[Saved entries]
.....

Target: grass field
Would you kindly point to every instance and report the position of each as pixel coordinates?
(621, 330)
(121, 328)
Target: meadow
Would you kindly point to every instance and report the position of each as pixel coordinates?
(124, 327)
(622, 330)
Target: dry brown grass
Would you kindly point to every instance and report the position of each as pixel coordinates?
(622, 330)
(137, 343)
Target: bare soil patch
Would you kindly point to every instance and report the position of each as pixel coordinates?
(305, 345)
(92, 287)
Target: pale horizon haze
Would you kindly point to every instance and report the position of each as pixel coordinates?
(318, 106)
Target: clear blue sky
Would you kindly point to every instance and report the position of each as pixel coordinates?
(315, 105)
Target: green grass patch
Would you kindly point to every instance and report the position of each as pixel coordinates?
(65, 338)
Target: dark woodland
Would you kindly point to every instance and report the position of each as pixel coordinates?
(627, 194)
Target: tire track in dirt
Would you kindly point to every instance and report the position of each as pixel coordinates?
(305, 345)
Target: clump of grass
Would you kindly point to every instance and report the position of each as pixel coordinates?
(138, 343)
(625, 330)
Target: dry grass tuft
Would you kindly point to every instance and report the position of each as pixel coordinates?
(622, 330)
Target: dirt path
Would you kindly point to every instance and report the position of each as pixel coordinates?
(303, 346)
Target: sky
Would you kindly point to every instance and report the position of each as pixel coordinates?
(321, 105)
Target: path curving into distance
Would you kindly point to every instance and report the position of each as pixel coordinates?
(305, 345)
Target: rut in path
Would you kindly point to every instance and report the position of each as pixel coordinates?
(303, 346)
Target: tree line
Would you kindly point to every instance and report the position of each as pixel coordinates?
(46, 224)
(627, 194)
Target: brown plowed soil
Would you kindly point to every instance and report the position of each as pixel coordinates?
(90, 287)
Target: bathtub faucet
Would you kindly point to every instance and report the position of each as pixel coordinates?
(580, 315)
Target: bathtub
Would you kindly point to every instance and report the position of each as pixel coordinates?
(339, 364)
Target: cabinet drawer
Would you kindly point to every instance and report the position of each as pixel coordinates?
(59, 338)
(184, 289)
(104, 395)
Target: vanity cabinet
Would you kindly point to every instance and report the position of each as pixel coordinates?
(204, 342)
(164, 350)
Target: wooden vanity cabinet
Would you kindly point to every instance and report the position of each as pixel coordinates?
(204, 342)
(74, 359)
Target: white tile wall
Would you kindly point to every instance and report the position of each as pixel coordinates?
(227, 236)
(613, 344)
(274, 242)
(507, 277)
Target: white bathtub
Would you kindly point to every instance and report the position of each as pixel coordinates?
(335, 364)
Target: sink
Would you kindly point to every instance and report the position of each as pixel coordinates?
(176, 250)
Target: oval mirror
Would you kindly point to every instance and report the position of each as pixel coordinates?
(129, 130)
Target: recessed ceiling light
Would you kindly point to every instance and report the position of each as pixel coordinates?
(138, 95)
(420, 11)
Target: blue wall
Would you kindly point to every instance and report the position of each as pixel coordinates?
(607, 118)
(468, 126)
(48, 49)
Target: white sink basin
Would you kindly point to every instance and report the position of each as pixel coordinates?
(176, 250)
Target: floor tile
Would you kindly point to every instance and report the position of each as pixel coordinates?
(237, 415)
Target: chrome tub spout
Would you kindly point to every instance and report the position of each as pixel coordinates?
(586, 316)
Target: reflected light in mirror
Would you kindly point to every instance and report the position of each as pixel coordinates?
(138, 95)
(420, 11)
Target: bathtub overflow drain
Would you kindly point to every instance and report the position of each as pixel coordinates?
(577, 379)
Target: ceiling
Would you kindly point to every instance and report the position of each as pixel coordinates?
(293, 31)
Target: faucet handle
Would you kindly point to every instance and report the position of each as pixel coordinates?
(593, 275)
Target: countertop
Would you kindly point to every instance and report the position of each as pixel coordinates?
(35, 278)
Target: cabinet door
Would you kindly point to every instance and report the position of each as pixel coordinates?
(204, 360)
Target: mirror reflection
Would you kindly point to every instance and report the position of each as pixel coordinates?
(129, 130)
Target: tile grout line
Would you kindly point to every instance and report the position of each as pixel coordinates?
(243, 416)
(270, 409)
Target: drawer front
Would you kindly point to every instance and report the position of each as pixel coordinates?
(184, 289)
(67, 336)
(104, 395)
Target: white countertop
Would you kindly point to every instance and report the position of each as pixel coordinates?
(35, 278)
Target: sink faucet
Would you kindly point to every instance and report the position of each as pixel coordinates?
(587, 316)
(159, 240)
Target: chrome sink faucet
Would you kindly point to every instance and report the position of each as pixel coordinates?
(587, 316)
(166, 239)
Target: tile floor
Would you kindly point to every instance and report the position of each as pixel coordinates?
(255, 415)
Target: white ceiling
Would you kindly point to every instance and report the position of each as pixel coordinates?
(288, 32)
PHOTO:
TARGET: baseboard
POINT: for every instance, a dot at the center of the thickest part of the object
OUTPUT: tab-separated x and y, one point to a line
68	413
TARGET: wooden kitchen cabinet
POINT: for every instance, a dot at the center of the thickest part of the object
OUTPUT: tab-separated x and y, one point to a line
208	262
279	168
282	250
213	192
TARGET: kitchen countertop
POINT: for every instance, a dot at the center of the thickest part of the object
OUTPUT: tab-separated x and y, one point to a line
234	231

.....

• _DIRECTIONS FOR THIS TASK_: Write out only those lines that fall between the one containing "Target: ceiling" and the end of the entries, the first and last included, exactly as they read.

• _EXERCISE RESULT_:
Target: ceiling
Would you kindly point to every instance and report the position of each as pixel coordinates?
(293, 31)
Target: faucet handle
Would you kindly point to every instance and report the position of each as pixel coordinates?
(593, 275)
Target: countertop
Would you kindly point to every instance and report the position of each as pixel coordinates?
(35, 278)
Target: cabinet door
Would you kindly point to every instance and report the position of each as pixel coordinates?
(204, 360)
Target: mirror reflection
Would you kindly point to every instance and report the position of each as pixel coordinates?
(129, 130)
Target: tile grout line
Would you kindly point to every instance and report the position of each as pixel coordinates?
(243, 416)
(270, 409)
Target: drawer front
Would you kindly point to every instance and report the position of each as pixel coordinates?
(184, 289)
(67, 336)
(104, 395)
Target: white countertop
Would you kindly point to every instance and report the position of each as pixel coordinates?
(35, 278)
Target: sink faucet
Would you kindly point to every instance and report the position of each as pixel coordinates?
(587, 316)
(159, 240)
Target: chrome sink faucet
Would you kindly point to every instance and report the position of each as pixel coordinates?
(587, 316)
(166, 239)
Target: tile floor
Would you kindly point to every instance and report the position of each as pixel coordinates?
(255, 415)
Target: white ceiling
Would you kindly point to every instance and report the position of each as pixel coordinates?
(288, 32)
PHOTO:
TARGET: baseboard
POINT: for every instance, a dot at the center of the thickest part of the object
OUTPUT: tab-separated x and y, one point to a line
68	413
TARGET: wooden kitchen cabinet
POINT: for every instance, a dot at the center of the thickest part of the object
OUTPUT: tab-separated x and y, one point to a line
208	262
279	168
282	250
213	192
TARGET: kitchen countertop
POINT: for every instance, a dot at the center of the thickest part of the object
OUTPUT: tab-separated x and y, one point to a line
234	231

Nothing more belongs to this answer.